***** Source document

This checklist draws on the kind of practical experience that doesn't always make it into textbooks — the lessons analysts learn the hard way, by discovering a scrambled column sort after the file is already in a client's inbox. Whether you're early in your career or a seasoned professional looking to sharpen your process, these five steps can change how confidently you walk into any analysis.


The Five-Step Checklist for Data Prep

  1. Understand the dataset before you touch it.

  2. Name columns so anyone can read them.

  3. Protect the original and create a working version.

  4. Run a fast quality-control check.

  5. Leave a short guide for future you — or anyone who picks up the file next.


None of these steps require advanced tools or technical expertise. They require a repeatable routine you can apply in the first 10 minutes with any new file.


Step 1: Understand What You're Working With

Before you write a single formula, you should be able to answer four plain-language questions about the dataset in front of you:

  • What decision or story is this data supposed to support?

**********
***** Dataset records

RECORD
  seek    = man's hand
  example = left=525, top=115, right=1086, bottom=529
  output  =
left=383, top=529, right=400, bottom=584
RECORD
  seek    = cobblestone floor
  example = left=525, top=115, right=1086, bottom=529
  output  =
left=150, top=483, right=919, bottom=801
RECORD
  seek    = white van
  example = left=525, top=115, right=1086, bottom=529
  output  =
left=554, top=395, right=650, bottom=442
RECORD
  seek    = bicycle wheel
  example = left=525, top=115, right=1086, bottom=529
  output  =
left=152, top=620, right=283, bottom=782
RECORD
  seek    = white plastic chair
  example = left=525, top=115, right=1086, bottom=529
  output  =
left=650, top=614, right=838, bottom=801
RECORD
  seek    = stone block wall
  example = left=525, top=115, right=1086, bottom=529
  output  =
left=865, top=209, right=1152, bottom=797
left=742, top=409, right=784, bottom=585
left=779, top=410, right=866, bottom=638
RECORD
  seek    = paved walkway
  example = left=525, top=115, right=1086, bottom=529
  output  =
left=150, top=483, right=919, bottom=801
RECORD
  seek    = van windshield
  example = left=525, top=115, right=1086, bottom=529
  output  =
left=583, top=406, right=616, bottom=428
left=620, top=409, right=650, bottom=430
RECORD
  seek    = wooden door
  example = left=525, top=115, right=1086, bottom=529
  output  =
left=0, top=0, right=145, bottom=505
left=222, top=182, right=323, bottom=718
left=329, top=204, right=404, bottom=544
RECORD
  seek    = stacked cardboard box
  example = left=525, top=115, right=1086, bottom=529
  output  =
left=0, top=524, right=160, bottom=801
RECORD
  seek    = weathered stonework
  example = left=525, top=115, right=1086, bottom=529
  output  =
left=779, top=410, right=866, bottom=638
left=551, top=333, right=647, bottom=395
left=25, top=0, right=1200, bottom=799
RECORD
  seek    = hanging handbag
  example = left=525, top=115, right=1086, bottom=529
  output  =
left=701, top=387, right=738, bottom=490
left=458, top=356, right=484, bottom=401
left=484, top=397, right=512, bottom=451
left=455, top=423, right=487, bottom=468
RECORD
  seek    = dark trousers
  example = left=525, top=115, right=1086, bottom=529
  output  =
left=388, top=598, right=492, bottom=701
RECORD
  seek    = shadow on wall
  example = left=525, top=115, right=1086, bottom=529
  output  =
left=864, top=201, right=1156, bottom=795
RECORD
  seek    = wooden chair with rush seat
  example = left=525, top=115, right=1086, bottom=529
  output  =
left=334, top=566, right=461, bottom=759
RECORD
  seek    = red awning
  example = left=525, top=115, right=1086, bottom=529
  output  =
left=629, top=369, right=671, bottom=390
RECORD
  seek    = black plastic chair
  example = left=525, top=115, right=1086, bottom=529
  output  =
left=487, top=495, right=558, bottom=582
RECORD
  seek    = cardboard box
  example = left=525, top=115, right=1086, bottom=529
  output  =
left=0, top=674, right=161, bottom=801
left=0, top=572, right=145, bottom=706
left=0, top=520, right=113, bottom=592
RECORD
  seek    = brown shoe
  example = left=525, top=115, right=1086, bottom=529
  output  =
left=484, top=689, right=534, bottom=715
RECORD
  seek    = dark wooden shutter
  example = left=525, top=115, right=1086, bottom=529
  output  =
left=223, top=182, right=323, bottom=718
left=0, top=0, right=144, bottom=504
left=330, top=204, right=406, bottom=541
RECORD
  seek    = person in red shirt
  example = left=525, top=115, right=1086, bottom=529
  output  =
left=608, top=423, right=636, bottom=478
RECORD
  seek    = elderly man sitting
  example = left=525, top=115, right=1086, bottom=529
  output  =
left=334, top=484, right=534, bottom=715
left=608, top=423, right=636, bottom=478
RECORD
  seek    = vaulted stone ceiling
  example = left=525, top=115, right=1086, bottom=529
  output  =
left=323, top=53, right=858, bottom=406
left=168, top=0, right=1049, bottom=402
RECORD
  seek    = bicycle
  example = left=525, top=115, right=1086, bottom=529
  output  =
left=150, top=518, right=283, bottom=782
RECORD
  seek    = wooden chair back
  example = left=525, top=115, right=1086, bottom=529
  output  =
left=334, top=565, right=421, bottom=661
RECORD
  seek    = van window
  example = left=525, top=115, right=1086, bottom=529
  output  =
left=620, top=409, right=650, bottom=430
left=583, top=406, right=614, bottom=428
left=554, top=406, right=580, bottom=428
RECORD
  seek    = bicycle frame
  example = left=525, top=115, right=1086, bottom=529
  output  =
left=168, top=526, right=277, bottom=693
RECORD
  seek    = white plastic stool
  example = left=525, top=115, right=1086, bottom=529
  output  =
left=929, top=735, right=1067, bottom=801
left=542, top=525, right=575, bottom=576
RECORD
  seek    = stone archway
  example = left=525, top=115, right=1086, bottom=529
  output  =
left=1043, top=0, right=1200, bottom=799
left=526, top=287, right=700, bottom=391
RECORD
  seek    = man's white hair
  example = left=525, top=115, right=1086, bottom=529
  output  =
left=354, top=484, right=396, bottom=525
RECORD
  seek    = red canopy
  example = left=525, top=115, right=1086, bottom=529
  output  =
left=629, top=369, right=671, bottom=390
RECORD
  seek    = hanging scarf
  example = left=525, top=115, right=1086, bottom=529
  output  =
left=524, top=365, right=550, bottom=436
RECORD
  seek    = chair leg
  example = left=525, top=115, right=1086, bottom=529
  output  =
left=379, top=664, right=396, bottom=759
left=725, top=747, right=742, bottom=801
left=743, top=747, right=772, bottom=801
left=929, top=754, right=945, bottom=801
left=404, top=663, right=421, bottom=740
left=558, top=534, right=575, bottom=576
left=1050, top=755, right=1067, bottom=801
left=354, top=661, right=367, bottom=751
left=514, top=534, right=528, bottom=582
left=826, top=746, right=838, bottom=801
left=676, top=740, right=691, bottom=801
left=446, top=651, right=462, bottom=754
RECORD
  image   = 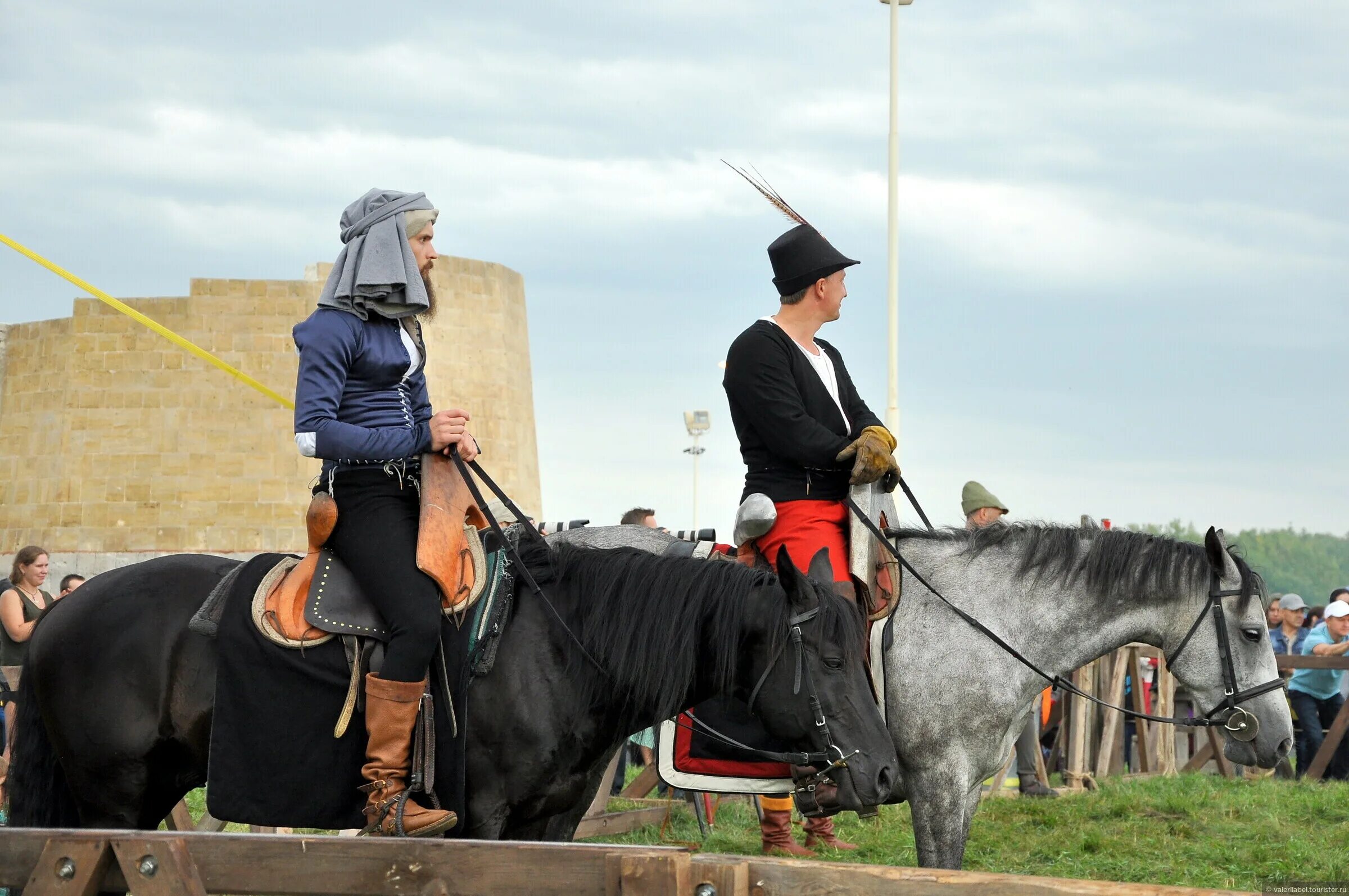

**********

Stated exercise
Pick up the data-prep checklist after its final bullet and keep writing it.

The answer
  • What does one row represent — one person, one transaction, one week, one ad?

  • What are the main groups of columns — identifiers, dates, costs, outcomes?

  • What obvious problems do you see upfront — missing columns, strange codes, odd formats?


This sounds basic. It is. And it's also the step most analysts skip.

Business questions rarely arrive with clean documentation. You might receive a file from a vendor, a colleague, or a system export you didn't design. If you skip this step, you risk building a polished chart that answers the wrong question — or worse, mixes up units and sends the wrong signal to a decision-maker.


A good habit: write a one-line purpose note at the top of the file or in a small "Read Me" tab. Something like: "This workbook holds weekly streaming ad performance by platform for Q1." That single sentence does more work than you'd expect. It anchors every analysis decision that follows.


Consider what happens when a marketing coordinator opens a campaign performance export and jumps straight to clicks and conversions — only to realize mid-analysis that each row represents a platform and week combination, not a platform and creative combination. Revenue is also missing for Week 3. Catching that upfront means requesting a corrected export before building a report that undervalues the campaign. Catching it after the deck is sent? That's a much harder conversation.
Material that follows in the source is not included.